• Work to complete: Search the records below for "shopping" and copy every line it turns up in.

*** Opening Data ***

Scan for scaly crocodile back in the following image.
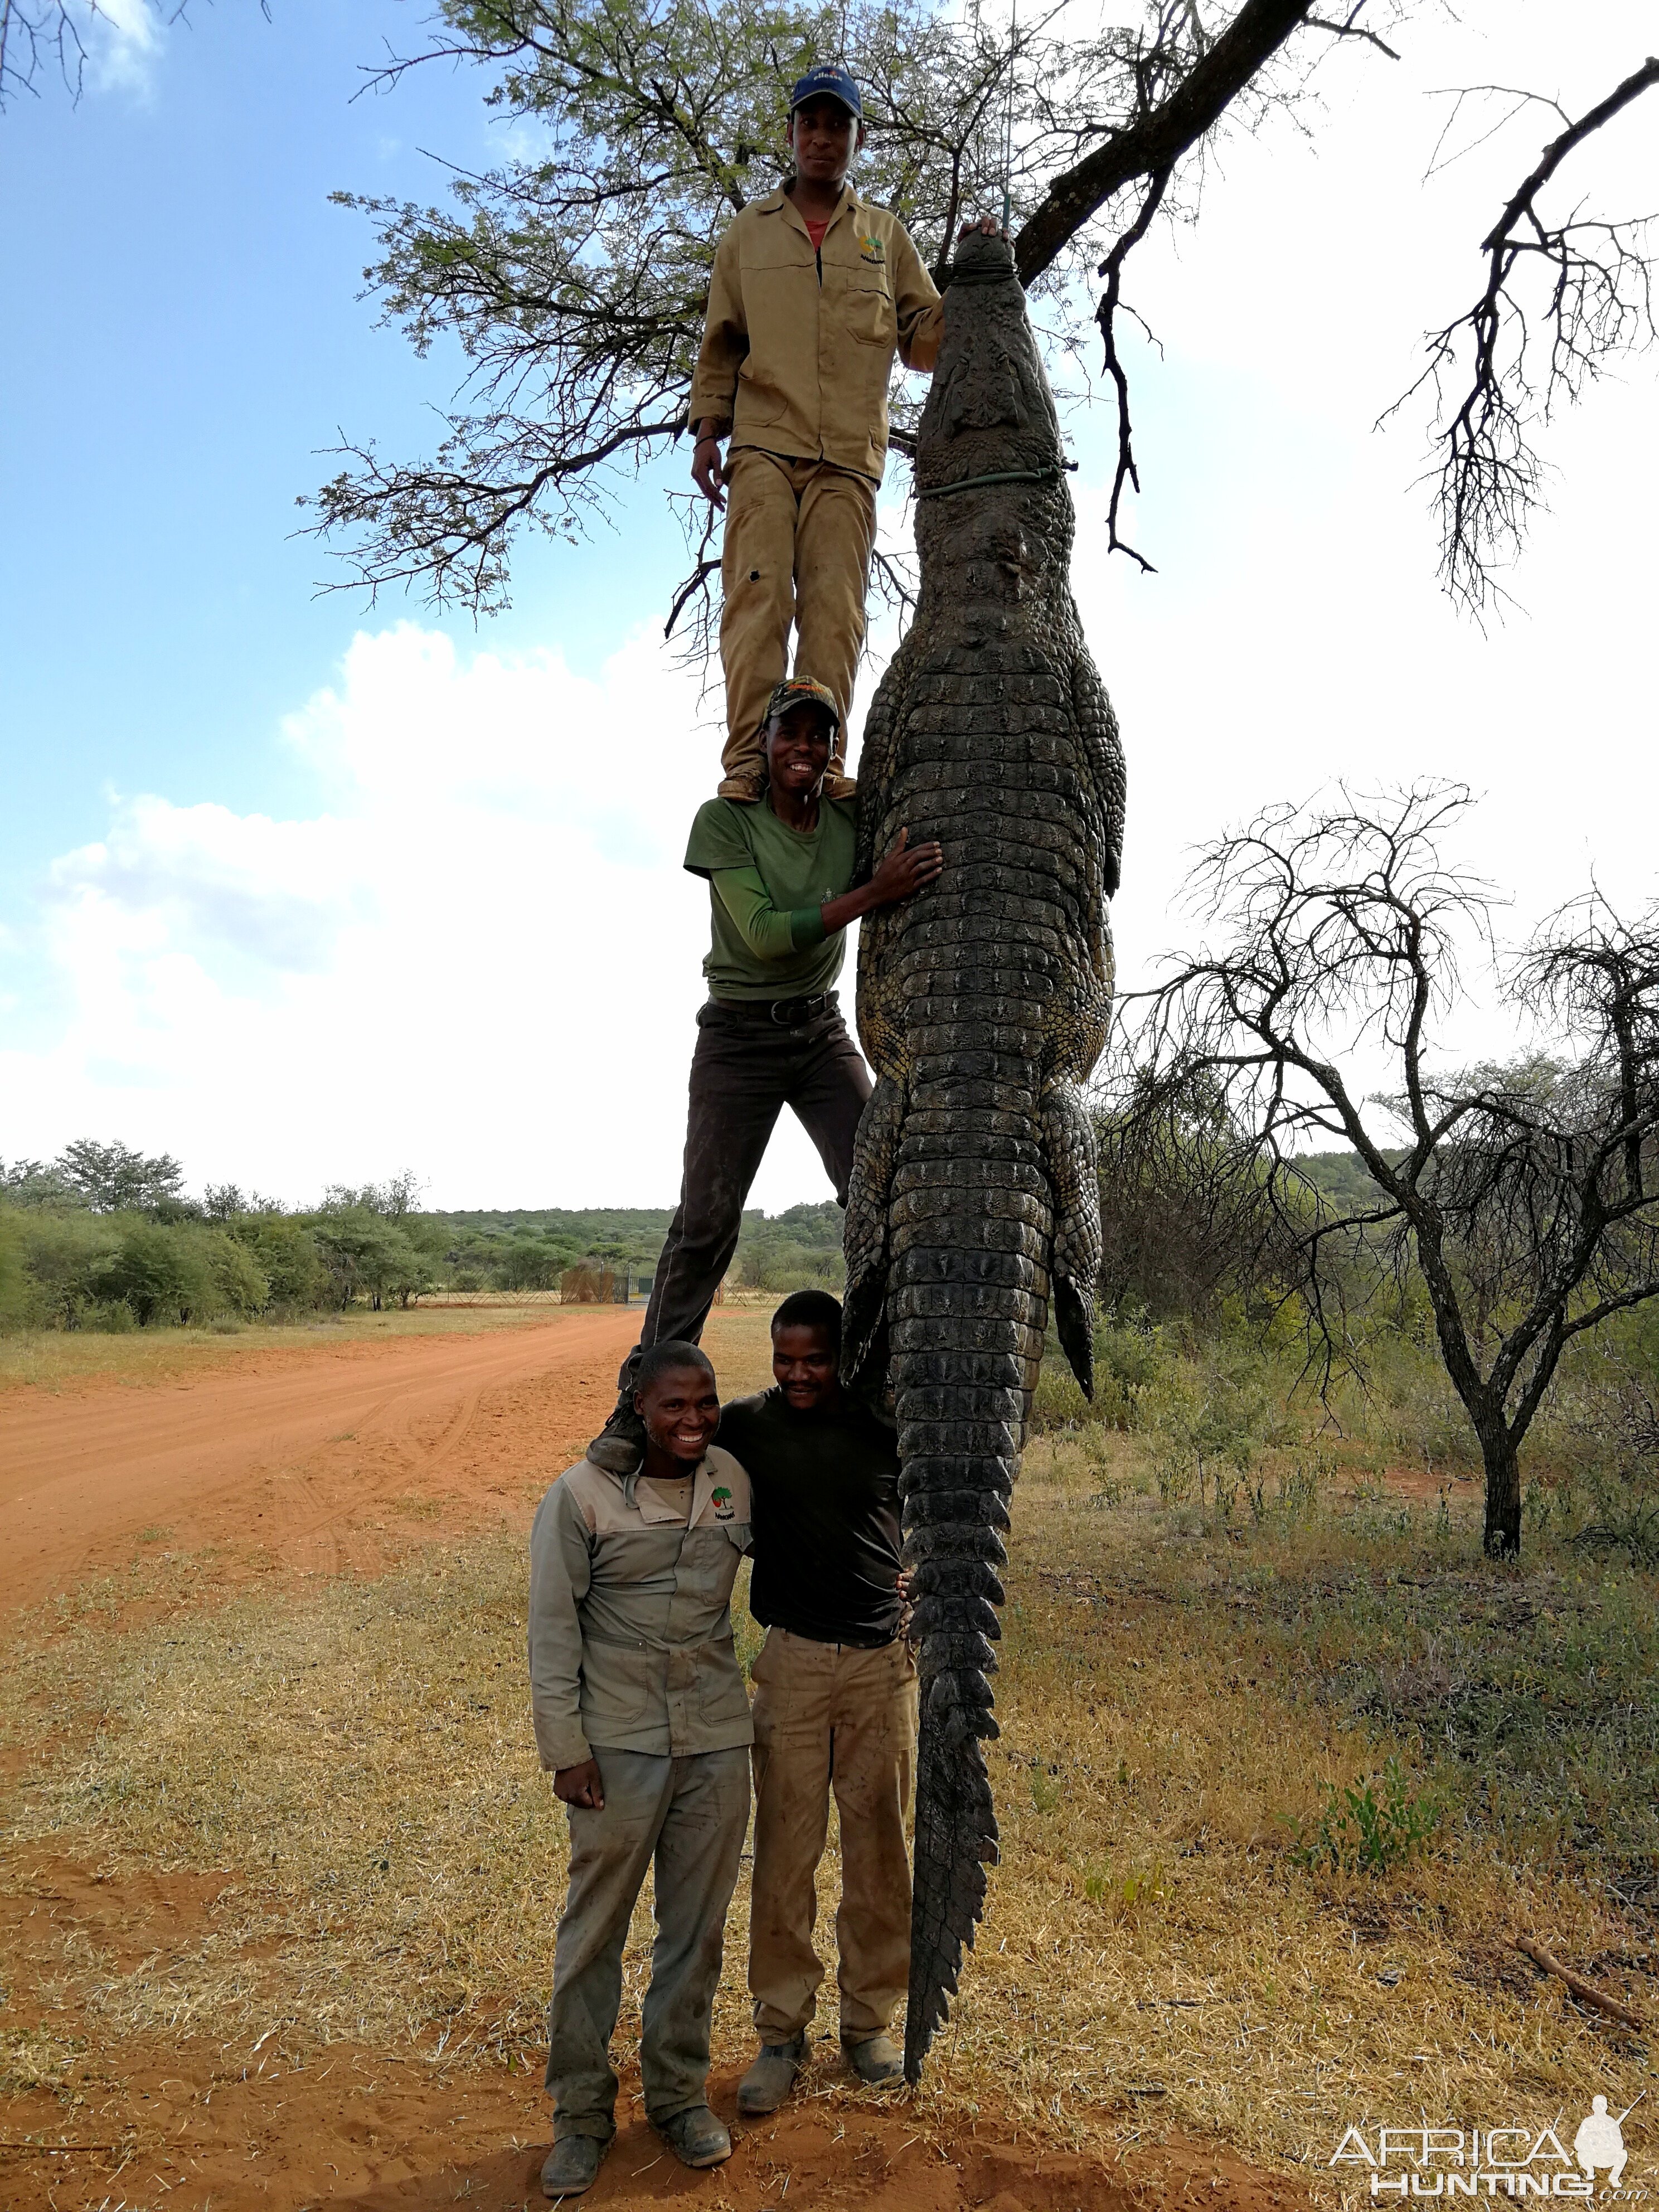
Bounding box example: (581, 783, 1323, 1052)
(843, 231, 1126, 2079)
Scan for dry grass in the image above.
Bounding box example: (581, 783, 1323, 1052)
(2, 1356, 1654, 2190)
(0, 1303, 586, 1397)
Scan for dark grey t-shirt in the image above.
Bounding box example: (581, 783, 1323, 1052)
(717, 1386, 901, 1646)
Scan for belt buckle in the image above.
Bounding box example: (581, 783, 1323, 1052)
(770, 997, 804, 1027)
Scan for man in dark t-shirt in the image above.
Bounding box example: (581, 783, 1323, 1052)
(716, 1289, 917, 2113)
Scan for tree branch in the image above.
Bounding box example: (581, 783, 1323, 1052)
(1015, 0, 1317, 285)
(1386, 56, 1659, 618)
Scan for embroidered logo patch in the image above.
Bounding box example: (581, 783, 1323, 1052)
(712, 1486, 735, 1520)
(859, 235, 886, 265)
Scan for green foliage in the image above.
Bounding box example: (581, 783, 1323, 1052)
(7, 1209, 123, 1326)
(497, 1236, 565, 1292)
(89, 1223, 267, 1327)
(0, 1157, 80, 1209)
(309, 1210, 434, 1311)
(1285, 1758, 1440, 1876)
(735, 1201, 845, 1293)
(58, 1137, 188, 1214)
(1031, 1313, 1172, 1435)
(203, 1230, 270, 1318)
(230, 1216, 330, 1312)
(0, 1211, 27, 1327)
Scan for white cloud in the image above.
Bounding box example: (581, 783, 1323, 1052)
(2, 624, 838, 1210)
(84, 0, 164, 98)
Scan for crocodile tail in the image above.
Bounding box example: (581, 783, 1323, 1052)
(890, 1085, 1046, 2079)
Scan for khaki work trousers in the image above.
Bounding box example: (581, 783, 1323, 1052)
(718, 449, 878, 800)
(748, 1626, 919, 2044)
(545, 1745, 750, 2142)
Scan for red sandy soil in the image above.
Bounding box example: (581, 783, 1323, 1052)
(0, 1309, 641, 1617)
(0, 1857, 1303, 2211)
(0, 1317, 1311, 2212)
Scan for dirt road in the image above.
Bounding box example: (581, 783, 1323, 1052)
(0, 1309, 640, 1618)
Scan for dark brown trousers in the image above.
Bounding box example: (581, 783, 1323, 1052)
(617, 997, 871, 1391)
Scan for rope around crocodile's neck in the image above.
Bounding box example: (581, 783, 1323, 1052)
(914, 461, 1076, 501)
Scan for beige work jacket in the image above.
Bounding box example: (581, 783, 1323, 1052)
(688, 185, 944, 484)
(527, 1447, 754, 1770)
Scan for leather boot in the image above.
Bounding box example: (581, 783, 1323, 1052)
(842, 2031, 904, 2085)
(658, 2104, 732, 2167)
(737, 2032, 807, 2115)
(540, 2134, 605, 2196)
(585, 1393, 644, 1476)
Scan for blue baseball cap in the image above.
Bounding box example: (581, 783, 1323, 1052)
(789, 65, 862, 120)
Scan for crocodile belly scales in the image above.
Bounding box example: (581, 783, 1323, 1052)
(841, 230, 1127, 2081)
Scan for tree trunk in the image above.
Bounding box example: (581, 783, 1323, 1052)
(1482, 1433, 1522, 1558)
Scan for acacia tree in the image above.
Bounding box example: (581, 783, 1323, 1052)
(1118, 788, 1659, 1559)
(311, 0, 1659, 633)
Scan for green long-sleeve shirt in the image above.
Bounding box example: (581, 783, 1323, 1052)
(683, 795, 857, 1002)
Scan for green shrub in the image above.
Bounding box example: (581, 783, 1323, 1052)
(0, 1211, 27, 1328)
(308, 1210, 434, 1309)
(94, 1222, 219, 1325)
(202, 1230, 269, 1317)
(9, 1210, 122, 1327)
(230, 1216, 327, 1311)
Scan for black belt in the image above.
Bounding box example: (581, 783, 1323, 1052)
(714, 991, 838, 1029)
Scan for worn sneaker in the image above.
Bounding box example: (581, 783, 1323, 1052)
(658, 2104, 733, 2167)
(842, 2031, 904, 2085)
(540, 2133, 605, 2197)
(737, 2031, 807, 2115)
(717, 773, 767, 803)
(823, 771, 859, 801)
(585, 1394, 644, 1476)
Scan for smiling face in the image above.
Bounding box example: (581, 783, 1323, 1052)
(788, 96, 862, 190)
(764, 702, 834, 802)
(772, 1321, 841, 1414)
(634, 1362, 721, 1468)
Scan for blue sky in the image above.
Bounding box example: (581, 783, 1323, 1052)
(2, 1, 1655, 1209)
(2, 0, 680, 861)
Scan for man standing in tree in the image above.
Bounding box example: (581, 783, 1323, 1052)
(690, 65, 993, 801)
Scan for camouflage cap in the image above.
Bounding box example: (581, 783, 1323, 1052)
(765, 678, 842, 732)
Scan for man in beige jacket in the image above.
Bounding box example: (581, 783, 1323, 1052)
(689, 65, 993, 801)
(529, 1340, 753, 2198)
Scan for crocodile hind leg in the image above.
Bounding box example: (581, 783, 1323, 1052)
(842, 1073, 904, 1394)
(1040, 1084, 1103, 1396)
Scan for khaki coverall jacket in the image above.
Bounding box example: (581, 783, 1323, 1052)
(688, 185, 944, 484)
(527, 1447, 754, 1772)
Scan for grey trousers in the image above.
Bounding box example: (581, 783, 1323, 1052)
(615, 997, 872, 1394)
(545, 1744, 750, 2141)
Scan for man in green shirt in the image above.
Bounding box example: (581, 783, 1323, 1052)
(589, 679, 940, 1473)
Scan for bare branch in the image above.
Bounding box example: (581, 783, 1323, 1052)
(1388, 57, 1659, 618)
(1306, 11, 1400, 62)
(1014, 0, 1320, 285)
(1094, 164, 1171, 573)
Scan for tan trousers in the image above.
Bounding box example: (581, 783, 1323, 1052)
(748, 1625, 918, 2043)
(718, 449, 878, 801)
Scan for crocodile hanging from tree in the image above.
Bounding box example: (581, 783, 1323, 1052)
(841, 227, 1127, 2082)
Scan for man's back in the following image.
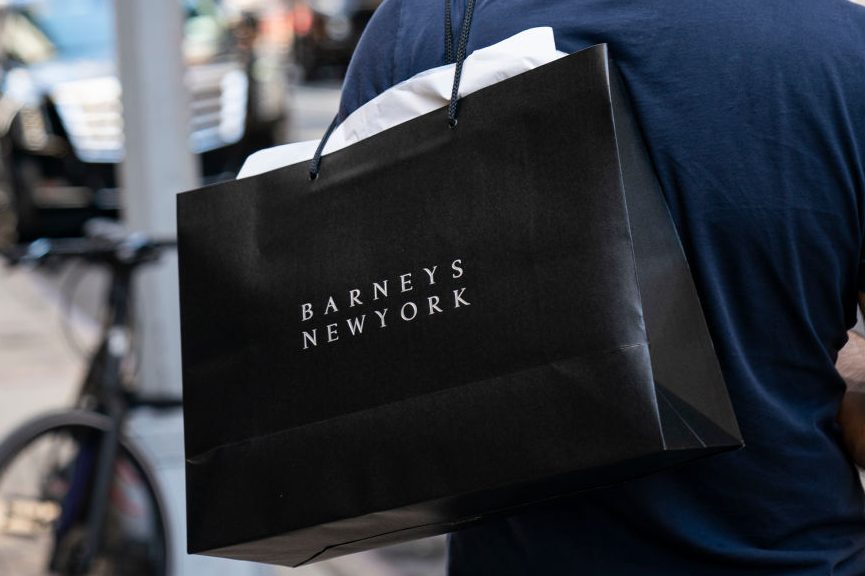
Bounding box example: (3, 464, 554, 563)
(338, 1, 865, 573)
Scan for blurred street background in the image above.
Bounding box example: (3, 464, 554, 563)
(0, 0, 446, 574)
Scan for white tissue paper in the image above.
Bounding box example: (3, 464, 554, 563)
(237, 27, 565, 179)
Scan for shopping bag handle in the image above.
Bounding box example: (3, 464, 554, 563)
(444, 0, 477, 127)
(309, 0, 477, 180)
(309, 116, 340, 180)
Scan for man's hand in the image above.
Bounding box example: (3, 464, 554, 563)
(837, 299, 865, 466)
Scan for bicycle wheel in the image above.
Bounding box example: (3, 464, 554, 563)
(0, 411, 169, 576)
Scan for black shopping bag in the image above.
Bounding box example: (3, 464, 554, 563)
(177, 44, 742, 567)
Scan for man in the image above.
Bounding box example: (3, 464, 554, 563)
(337, 1, 865, 574)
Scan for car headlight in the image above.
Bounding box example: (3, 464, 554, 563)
(15, 105, 51, 151)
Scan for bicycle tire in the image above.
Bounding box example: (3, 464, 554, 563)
(0, 410, 170, 576)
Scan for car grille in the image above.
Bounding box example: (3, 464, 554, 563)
(52, 77, 124, 164)
(52, 62, 248, 164)
(186, 63, 248, 155)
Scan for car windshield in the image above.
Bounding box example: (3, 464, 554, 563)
(2, 0, 230, 65)
(16, 0, 115, 61)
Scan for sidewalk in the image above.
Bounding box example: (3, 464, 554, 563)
(0, 264, 445, 576)
(0, 265, 84, 438)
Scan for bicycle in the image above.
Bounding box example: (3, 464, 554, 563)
(0, 219, 180, 575)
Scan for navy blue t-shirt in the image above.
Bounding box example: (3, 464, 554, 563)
(337, 1, 865, 574)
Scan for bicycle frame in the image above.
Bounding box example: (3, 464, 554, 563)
(51, 264, 134, 573)
(2, 225, 178, 574)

*** Closing Data ***

• Exercise answer:
Scan for shopping bag handle in the image above.
Scan for black shopping bag in the image above.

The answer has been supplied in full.